● Text block:
The term “human machine interface” originated from the factory floor. In the context of HMI, machine refers not to the computer, but to a machine tool or other instrument the computer was attached to. For decades, if an HMI was needed, it was implemented on a PC or single-board computer running Microsoft Windows. Real-time processing often came from dedicated processors running an RTOS, or microcontrollers running code on bare metal, elsewhere in the system.
Each side wanted what the other had. The PC guys tried to incorporate elements of real-time control, using virtualization techniques to guest an RTOS on Windows. The real-time guys tried to add graphics capability. In some situations, these approaches worked, but the integration was somewhat fragile. This was especially true when integrating graphics on an RTOS. The GPU market on Windows PCs moves so quickly, it was hard to keep from being eaten by obsolescence on a unique chip and driver with limited support.
Speaking of fragile, the evolution of Windows caused problems. In the age of Windows NT, things were pretty good: it integrated with enterprise networks and management tools, it was stable, and developers liked it. Windows 7 was a hot mess of instability, resulting in the Windows Embedded Standard 7 fork to tailor out unneeded pieces. Windows 8 brought issues with a new presentation layer and changes to administration. As a result, many HMI applications tried to stay on Windows NT – until the bitter end, when it was recently end-of-supported. A few went the Windows Embedded Compact route, trying to capture near-real-time needs. Again, some of that worked, but some are still looking for a more modern solution.

● Given information:
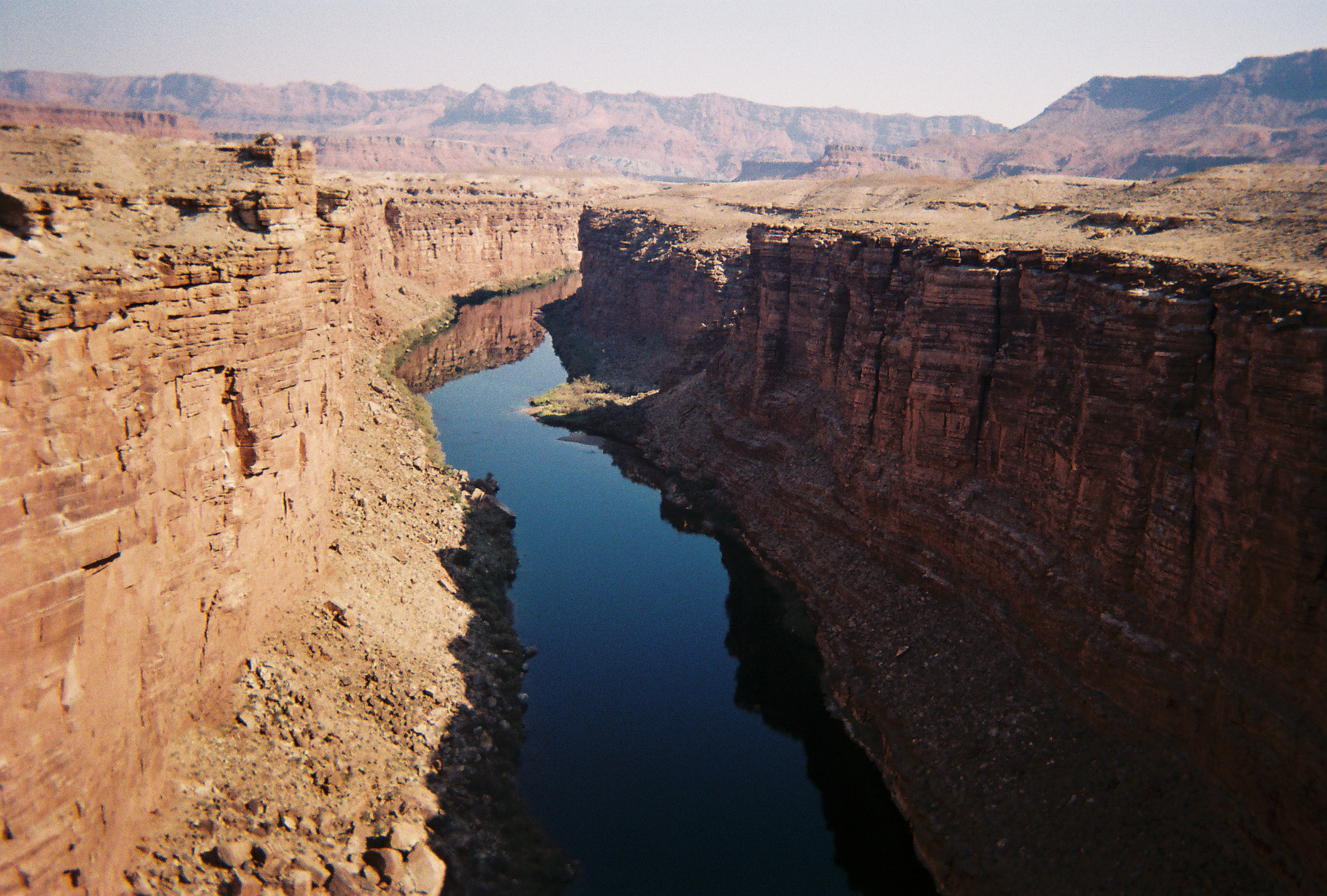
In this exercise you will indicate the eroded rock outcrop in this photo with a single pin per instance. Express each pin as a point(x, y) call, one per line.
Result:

● Exercise goal:
List every version or edition of Windows named in the HMI text's paragraph that begins "Speaking of fragile." The data here was drawn from a different source than the HMI text.

● Answer to the exercise:
- Windows NT
- Windows 7
- Windows Embedded Standard 7
- Windows 8
- Windows Embedded Compact